[Excerpts of pointing data]
-- START --

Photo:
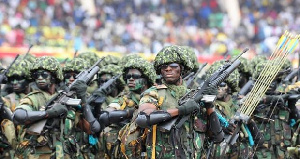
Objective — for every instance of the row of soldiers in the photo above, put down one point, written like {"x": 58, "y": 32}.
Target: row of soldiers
{"x": 132, "y": 108}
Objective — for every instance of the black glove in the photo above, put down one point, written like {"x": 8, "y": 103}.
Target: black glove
{"x": 210, "y": 90}
{"x": 188, "y": 107}
{"x": 229, "y": 129}
{"x": 57, "y": 110}
{"x": 275, "y": 100}
{"x": 80, "y": 88}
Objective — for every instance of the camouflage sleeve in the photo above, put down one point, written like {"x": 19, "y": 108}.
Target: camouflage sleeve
{"x": 26, "y": 104}
{"x": 150, "y": 96}
{"x": 116, "y": 103}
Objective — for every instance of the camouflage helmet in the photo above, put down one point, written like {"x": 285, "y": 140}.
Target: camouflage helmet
{"x": 256, "y": 60}
{"x": 28, "y": 57}
{"x": 113, "y": 70}
{"x": 170, "y": 54}
{"x": 76, "y": 65}
{"x": 90, "y": 57}
{"x": 232, "y": 80}
{"x": 144, "y": 66}
{"x": 50, "y": 64}
{"x": 20, "y": 68}
{"x": 110, "y": 59}
{"x": 128, "y": 57}
{"x": 193, "y": 57}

-- END --

● **Work required**
Rewrite the entries above as a JSON list of strings, one string per line and blank lines omitted, leaving out the pictures.

● **Expected answer**
[
  "Photo:",
  "Objective — for every instance of the row of soldiers in the photo above, put down one point, written like {\"x\": 58, \"y\": 32}.",
  "Target: row of soldiers",
  "{\"x\": 132, \"y\": 108}",
  "Objective — for every instance of the black glove in the photo above, put down one point, written like {\"x\": 8, \"y\": 103}.",
  "Target: black glove",
  "{\"x\": 210, \"y\": 90}",
  "{\"x\": 188, \"y\": 107}",
  "{\"x\": 229, \"y\": 129}",
  "{\"x\": 57, \"y\": 110}",
  "{\"x\": 275, \"y\": 100}",
  "{\"x\": 80, \"y\": 88}",
  "Objective — for every instance of the camouflage sleeve in the photo above, put down one point, written like {\"x\": 19, \"y\": 108}.",
  "Target: camouflage sleeve",
  "{\"x\": 26, \"y\": 104}",
  "{\"x\": 150, \"y\": 96}",
  "{\"x\": 116, \"y\": 103}",
  "Objective — for every instance of the camouflage helmet in the photo above, put down one point, written like {\"x\": 285, \"y\": 140}.",
  "Target: camouflage helmet",
  "{\"x\": 256, \"y\": 60}",
  "{\"x\": 28, \"y\": 57}",
  "{\"x\": 113, \"y\": 70}",
  "{\"x\": 170, \"y\": 54}",
  "{\"x\": 76, \"y\": 65}",
  "{\"x\": 90, \"y\": 57}",
  "{\"x\": 232, \"y\": 80}",
  "{\"x\": 144, \"y\": 66}",
  "{\"x\": 50, \"y\": 64}",
  "{\"x\": 20, \"y\": 68}",
  "{\"x\": 110, \"y\": 59}",
  "{\"x\": 128, \"y\": 57}",
  "{\"x\": 193, \"y\": 57}"
]